EXERCISE INSTRUCTIONS:
Using the abstract below, please explain in one to three sentences why the authors built a 1550-nm mode-locked Er-doped fiber laser.

>> START PAGE TEXT

Abstract
We propose a fiber-based, terahertz-comb-referenced spectrum analyzer which has the advantages of being a portable, alignment-free, robust, and flexible apparatus suitable for practical use. To this end, we constructed a 1550-nm mode-locked Er-doped fiber laser whose mode-locked frequency was stabilized precisely by referring to a rubidium frequency standard, and used it to generate a highly stable terahertz (THz) frequency comb in a photoconductive antenna or an electro-optic crystal. By standardizing the THz comb, we determined the frequency accuracy of an active-frequency-multiplier-chain (AFMC) source to be 2.4 x 10(-11). Furthermore, the potential of the THz spectrum analyzer was effectively demonstrated by real-time monitoring of the spectral behavior of the AFMC source and a photomixing source of two free-running CW lasers at adjacent wavelengths.

>> END PAGE TEXT
>> START LISTING

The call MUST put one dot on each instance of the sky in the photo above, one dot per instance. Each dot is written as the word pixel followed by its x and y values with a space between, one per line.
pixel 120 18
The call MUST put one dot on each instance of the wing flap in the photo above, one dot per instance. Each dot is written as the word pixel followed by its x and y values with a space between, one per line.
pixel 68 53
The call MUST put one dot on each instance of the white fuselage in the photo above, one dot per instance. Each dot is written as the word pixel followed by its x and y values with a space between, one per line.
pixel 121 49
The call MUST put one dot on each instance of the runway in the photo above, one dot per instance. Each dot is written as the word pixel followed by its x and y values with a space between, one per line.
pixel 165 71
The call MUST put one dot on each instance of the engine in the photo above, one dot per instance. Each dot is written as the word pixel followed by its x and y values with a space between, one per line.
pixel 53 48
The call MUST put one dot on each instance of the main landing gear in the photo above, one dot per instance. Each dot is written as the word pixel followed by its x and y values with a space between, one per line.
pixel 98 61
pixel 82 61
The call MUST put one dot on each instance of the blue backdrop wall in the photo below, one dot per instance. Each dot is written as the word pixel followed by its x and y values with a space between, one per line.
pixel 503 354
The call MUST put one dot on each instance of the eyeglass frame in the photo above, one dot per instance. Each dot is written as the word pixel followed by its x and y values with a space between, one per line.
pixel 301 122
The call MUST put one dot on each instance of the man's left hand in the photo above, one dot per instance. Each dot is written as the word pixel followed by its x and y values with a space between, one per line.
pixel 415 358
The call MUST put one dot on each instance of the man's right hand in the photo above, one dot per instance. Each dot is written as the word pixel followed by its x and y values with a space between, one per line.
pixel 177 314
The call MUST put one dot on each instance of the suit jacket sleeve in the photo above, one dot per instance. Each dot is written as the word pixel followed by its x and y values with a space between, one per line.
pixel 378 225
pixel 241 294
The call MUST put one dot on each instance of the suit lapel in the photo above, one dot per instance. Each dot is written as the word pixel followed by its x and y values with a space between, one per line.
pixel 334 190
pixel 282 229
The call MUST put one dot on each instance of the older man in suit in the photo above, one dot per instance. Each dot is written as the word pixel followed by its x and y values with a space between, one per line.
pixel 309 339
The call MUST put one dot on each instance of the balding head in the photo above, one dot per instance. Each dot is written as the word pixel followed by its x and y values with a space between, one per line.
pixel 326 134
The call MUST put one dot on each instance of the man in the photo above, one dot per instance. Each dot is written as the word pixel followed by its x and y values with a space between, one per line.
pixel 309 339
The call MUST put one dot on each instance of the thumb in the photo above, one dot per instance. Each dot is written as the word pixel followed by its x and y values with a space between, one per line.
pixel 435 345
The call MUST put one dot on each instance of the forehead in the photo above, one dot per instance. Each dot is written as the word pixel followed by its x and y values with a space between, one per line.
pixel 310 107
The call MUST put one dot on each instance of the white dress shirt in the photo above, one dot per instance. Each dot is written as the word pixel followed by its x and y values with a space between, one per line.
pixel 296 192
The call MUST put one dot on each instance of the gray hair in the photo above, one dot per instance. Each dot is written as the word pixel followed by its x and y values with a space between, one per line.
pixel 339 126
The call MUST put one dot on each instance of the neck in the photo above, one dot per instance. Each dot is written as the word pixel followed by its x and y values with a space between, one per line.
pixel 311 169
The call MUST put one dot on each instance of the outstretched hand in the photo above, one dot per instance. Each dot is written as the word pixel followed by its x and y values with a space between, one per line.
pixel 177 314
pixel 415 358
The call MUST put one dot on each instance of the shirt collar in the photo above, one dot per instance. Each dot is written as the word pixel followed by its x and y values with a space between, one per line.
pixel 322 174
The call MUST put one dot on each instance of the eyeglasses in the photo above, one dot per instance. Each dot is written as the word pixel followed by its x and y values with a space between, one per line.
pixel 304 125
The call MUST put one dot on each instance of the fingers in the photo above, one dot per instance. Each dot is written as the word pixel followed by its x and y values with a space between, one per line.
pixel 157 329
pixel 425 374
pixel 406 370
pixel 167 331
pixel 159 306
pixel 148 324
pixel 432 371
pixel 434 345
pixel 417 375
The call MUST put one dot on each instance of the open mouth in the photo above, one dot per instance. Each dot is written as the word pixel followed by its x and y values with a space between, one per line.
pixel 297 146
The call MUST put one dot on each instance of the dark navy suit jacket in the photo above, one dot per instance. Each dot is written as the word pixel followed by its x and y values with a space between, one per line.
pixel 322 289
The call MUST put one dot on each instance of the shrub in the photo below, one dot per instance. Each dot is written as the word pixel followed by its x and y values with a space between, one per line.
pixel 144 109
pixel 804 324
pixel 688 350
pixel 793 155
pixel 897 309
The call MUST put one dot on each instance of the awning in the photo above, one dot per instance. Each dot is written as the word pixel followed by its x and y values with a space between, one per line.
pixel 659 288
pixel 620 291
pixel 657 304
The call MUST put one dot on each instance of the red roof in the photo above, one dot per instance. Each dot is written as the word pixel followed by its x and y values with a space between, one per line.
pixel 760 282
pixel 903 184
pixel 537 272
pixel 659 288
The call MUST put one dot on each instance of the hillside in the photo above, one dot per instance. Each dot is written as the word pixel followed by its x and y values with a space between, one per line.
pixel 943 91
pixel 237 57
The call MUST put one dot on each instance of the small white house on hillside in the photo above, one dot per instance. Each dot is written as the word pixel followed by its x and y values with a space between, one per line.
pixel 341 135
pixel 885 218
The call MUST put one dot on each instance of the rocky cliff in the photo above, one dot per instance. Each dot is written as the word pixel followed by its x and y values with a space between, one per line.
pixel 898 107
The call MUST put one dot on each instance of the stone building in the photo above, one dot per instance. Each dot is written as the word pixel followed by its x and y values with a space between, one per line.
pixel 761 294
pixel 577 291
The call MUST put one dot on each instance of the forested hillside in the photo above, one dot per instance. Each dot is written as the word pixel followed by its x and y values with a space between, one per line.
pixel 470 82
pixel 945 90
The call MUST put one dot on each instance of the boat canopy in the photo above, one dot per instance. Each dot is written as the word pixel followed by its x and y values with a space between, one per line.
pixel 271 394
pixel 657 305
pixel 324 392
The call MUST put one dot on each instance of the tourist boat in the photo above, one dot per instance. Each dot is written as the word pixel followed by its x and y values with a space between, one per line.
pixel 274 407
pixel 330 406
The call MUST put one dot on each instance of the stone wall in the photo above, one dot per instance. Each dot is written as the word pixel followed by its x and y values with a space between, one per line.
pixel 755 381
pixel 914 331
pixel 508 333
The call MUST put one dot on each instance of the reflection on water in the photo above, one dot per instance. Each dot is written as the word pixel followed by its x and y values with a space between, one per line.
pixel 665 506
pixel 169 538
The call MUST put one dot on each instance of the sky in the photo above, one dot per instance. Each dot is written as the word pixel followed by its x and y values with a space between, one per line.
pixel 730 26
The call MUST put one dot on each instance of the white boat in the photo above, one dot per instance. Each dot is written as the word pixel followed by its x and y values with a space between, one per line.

>> END LISTING

PROBLEM SOLUTION:
They built it to realize their proposed fiber-based, terahertz-comb-referenced spectrum analyzer, a portable, alignment-free, robust, and flexible apparatus suited to practical use. They stabilized the laser's mode-locked frequency against a rubidium frequency standard and used the laser to generate a highly stable THz frequency comb in a photoconductive antenna or an electro-optic crystal.